▸ WHAT YOU ARE ASKED TO DO: Could you show all lines in the entries below that contain the string "cloud"?

▸ SOURCE INFORMATION:
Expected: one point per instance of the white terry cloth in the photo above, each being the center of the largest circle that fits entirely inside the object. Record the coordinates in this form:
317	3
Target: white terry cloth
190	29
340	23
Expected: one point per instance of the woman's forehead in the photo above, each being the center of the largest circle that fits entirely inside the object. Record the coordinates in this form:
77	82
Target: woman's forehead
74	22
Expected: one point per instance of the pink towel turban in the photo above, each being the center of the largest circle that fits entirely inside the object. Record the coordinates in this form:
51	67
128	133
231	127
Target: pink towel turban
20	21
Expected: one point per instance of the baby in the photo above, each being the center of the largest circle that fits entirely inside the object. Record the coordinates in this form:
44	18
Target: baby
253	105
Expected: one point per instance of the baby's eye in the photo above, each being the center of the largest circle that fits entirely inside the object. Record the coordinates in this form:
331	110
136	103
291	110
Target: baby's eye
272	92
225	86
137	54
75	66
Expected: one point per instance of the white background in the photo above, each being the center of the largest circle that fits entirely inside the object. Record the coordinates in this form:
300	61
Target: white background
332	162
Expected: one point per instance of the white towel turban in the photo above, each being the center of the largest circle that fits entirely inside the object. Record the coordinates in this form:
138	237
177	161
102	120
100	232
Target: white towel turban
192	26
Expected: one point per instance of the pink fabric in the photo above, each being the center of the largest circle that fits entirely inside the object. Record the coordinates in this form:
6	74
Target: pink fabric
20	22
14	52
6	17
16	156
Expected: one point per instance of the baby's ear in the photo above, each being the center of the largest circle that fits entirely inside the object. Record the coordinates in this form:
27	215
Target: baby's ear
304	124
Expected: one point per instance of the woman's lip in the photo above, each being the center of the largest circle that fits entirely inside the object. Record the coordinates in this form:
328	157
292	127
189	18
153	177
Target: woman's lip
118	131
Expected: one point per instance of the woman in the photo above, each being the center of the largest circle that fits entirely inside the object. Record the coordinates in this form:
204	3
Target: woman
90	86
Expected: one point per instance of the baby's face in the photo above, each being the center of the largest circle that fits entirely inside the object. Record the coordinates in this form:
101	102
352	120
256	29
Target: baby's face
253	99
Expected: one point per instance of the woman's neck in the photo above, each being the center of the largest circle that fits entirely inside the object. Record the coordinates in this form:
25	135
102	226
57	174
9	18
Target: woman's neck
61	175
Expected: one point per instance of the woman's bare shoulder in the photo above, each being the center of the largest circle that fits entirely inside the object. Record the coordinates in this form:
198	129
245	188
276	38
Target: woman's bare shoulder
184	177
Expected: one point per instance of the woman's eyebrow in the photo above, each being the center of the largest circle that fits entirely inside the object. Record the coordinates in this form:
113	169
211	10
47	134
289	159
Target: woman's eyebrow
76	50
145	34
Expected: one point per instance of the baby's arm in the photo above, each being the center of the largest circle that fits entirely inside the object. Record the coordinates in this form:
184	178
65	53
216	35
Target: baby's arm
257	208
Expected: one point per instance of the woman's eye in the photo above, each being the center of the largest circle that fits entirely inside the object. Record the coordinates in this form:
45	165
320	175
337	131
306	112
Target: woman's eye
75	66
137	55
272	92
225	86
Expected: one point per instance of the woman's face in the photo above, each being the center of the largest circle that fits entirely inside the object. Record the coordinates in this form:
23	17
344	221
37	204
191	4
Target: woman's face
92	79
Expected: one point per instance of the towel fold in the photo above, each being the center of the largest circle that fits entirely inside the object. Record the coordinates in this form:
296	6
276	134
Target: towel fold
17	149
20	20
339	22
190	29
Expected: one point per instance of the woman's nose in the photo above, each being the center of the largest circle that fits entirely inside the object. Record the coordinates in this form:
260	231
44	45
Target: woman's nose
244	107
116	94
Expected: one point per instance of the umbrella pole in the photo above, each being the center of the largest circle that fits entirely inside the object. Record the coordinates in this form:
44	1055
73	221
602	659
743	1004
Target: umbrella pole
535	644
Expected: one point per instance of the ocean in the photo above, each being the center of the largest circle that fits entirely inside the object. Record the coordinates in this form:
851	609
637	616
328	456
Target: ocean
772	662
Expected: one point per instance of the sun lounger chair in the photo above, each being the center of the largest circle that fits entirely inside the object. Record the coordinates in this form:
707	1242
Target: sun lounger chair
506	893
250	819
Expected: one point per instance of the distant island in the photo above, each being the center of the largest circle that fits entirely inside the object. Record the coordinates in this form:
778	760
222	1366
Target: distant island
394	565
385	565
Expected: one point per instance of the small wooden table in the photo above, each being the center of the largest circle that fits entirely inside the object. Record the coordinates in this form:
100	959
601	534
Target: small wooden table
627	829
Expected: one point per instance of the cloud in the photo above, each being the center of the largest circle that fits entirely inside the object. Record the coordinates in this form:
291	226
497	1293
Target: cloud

▸ EXERCISE OUTPUT:
Expected: one point per instance of the cloud in the photo above, each being the center of the largest circle that fits entirely inside the object. Record the coordinates in this form:
Target: cloud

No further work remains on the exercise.